Your instructions — Scan the entries line by line and return those with "every".
- - - - -
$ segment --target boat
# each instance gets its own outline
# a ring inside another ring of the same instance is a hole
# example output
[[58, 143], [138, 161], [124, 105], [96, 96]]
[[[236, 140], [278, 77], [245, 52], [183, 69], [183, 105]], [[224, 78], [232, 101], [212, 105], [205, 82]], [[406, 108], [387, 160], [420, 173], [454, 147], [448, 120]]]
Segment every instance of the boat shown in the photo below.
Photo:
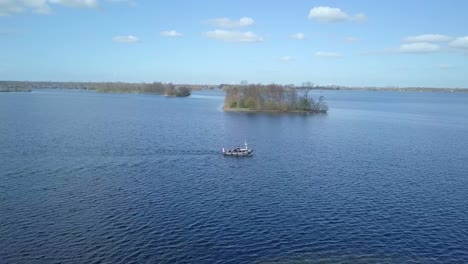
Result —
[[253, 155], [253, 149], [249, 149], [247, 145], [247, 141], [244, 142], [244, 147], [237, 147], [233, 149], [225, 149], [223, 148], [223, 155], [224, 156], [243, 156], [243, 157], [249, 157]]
- - - - -
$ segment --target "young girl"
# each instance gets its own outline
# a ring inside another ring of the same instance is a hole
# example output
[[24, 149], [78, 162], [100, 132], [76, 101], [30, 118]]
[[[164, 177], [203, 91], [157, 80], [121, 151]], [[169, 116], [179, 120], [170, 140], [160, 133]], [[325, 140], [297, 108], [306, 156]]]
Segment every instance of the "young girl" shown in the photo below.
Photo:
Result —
- - - - -
Exercise result —
Segment every instance of the boat shown in the photo below.
Segment every instance of the "young girl" shown in the photo below.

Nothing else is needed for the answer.